Material for this task
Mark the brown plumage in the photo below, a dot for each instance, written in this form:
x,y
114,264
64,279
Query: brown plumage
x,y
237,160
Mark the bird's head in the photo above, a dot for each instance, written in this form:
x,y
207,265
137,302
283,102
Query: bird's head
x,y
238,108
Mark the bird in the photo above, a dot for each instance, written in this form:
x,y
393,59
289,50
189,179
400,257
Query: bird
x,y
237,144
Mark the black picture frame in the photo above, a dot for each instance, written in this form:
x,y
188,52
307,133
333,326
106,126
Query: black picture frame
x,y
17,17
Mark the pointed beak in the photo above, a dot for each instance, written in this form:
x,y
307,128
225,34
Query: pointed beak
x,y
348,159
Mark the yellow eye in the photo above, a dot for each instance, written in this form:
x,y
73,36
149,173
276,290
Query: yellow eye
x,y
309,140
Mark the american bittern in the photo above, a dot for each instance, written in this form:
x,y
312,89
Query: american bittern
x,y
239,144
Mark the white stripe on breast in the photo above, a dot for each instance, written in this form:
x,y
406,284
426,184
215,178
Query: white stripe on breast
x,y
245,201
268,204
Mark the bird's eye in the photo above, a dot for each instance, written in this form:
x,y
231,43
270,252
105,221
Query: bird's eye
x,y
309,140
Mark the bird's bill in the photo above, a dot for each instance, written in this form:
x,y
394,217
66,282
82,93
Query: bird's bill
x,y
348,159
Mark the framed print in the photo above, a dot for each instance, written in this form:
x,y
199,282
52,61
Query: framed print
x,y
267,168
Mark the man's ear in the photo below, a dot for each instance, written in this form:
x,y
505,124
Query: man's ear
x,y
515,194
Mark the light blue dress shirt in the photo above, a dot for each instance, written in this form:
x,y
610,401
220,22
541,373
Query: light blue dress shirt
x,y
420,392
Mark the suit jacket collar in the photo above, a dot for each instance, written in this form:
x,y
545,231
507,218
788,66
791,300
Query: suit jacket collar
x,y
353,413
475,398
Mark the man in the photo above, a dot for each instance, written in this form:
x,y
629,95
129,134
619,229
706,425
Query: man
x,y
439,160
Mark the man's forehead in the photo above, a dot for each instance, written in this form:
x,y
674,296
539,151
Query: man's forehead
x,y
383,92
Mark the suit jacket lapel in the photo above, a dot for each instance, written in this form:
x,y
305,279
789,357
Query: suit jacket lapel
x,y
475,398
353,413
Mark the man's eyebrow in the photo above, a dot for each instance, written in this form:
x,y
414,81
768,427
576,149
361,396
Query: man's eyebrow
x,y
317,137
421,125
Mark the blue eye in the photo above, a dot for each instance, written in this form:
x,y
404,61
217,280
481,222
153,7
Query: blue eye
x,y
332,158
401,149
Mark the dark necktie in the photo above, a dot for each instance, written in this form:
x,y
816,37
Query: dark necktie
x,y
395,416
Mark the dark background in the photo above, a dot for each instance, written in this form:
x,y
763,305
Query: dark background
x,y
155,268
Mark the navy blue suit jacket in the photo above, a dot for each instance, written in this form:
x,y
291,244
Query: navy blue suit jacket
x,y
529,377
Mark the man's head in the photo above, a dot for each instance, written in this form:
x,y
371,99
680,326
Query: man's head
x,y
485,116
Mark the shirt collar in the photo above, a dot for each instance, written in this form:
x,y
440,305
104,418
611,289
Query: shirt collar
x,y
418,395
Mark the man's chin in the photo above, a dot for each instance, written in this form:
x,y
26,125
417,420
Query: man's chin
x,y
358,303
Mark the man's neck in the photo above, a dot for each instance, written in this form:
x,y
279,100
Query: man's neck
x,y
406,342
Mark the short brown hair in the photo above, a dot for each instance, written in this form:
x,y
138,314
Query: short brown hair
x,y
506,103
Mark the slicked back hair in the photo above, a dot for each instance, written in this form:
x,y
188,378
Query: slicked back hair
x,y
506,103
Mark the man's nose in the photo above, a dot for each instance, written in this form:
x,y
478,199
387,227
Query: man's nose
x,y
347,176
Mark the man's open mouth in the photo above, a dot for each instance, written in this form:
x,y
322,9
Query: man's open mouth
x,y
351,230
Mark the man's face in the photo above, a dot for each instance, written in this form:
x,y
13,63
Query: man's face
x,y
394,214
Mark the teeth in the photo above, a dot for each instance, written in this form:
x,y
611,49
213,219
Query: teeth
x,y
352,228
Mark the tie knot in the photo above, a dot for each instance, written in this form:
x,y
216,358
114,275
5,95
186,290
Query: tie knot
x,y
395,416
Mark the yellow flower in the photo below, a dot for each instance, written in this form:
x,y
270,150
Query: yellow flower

Your instructions
Reproduce the listing above precisely.

Task result
Mark the brown plumage in the photo below, a dot for each instance, written in this form:
x,y
114,264
64,279
Query: brown plumage
x,y
237,160
Mark the bird's head in the photo above, a dot for each instance, written in this form:
x,y
207,265
137,302
283,102
Query: bird's head
x,y
238,108
Mark the bird in the photo above, a dot for each instance, written in this form:
x,y
393,59
289,50
189,179
400,257
Query: bird
x,y
237,144
Mark the black picture frame in the photo above, a dot for each instance, written in this form:
x,y
188,52
307,133
333,326
106,126
Query: black picture frame
x,y
17,17
Mark the pointed beak in the photo above, a dot for each instance, written in this form:
x,y
307,128
225,34
Query: pointed beak
x,y
348,159
Mark the yellow eye in the photo above, a dot for each instance, written in this form:
x,y
73,36
149,173
276,290
Query: yellow eye
x,y
309,140
Mark the american bittern in the photo above, a dot for each instance, written in this form:
x,y
312,89
Query: american bittern
x,y
239,144
Mark the white stripe on breast in the photo above, a dot for each instance, written in this form:
x,y
406,284
426,184
215,178
Query: white stripe on breast
x,y
245,201
268,204
Mark the bird's eye in the photo above, a dot for each instance, written in this form:
x,y
231,43
270,252
105,221
Query: bird's eye
x,y
309,140
Mark the bird's bill in the photo above, a dot for each instance, written in this form:
x,y
394,217
66,282
82,93
Query: bird's bill
x,y
348,159
Mark the framed print in the photo above, a dot for each instance, written in this form:
x,y
199,282
52,61
Query: framed print
x,y
267,168
Mark the man's ear in the photo below, a dot for each instance, written in this form:
x,y
505,124
Query: man's ear
x,y
515,194
Mark the light blue dress shirt in the photo above, a dot for each instance, written in this form:
x,y
610,401
220,22
541,373
Query: light blue dress shirt
x,y
420,392
Mark the suit jacket collar in the photo above, a dot for each instance, written in this form:
x,y
545,231
507,218
788,66
791,300
Query: suit jacket collar
x,y
353,413
475,398
Mark the man in the photo above, a dot for each instance, written in this form:
x,y
629,95
129,134
619,229
706,425
Query: man
x,y
439,160
Mark the man's forehead in the photo above, a dot for each instance, written in this form:
x,y
674,296
539,151
Query: man's forehead
x,y
383,92
Mark the suit jacket lapel in the photo above, a dot for each instance, written in this form:
x,y
305,279
789,357
Query: suit jacket lapel
x,y
475,398
353,413
Mark the man's eyebrow in the photo above, a dot for each instance, written in this form:
x,y
414,81
768,427
576,149
361,396
Query: man's eyebrow
x,y
317,137
421,125
Mark the blue eye in the photo above, a dot for each instance, written in this form:
x,y
404,61
217,280
481,222
153,7
Query: blue eye
x,y
332,158
401,149
Mark the dark necktie in the photo above, a dot for each instance, written in this form:
x,y
816,37
Query: dark necktie
x,y
395,416
Mark the dark background in the photo above, a dot for each instance, written in this form:
x,y
763,305
Query: dark background
x,y
155,268
Mark the navy blue suit jacket in the photo above, a dot for each instance, written in this form:
x,y
291,244
Query: navy blue suit jacket
x,y
529,377
Mark the man's head in the photo above, a dot for each instance, written in this form:
x,y
371,99
680,326
Query: man's head
x,y
485,116
Mark the shirt collar in the photo above, a dot for each instance, written in this form:
x,y
440,305
104,418
611,289
Query: shirt collar
x,y
418,395
Mark the man's chin in the photo above, a dot for each instance, written in this form:
x,y
26,125
417,420
Query: man's chin
x,y
358,303
Mark the man's neck in the photo above, a dot for each instance, written in this form:
x,y
279,100
Query: man's neck
x,y
406,342
Mark the short brown hair in the photo above, a dot for each instance, written in this form:
x,y
138,314
Query: short brown hair
x,y
506,103
Mark the slicked back hair in the photo above, a dot for each instance, written in this form:
x,y
188,378
Query: slicked back hair
x,y
506,103
Mark the man's nose in the photo above, a dot for each instance, written in this form:
x,y
478,199
387,227
Query: man's nose
x,y
347,176
Mark the man's open mouth in the photo above, a dot for each instance, written in this form:
x,y
322,9
Query: man's open mouth
x,y
351,230
Mark the man's face in the photo above, a dot for each instance, written in this form:
x,y
13,63
Query: man's face
x,y
394,214
Mark the teeth in the photo above, a dot for each instance, written in this form:
x,y
611,49
213,219
Query: teeth
x,y
352,228
Mark the tie knot in the photo above, a dot for each instance, written in this form:
x,y
216,358
114,275
5,95
186,290
Query: tie knot
x,y
395,416
Mark the yellow flower in the photo below, a dot for each instance, written in this form:
x,y
270,150
Query: yellow flower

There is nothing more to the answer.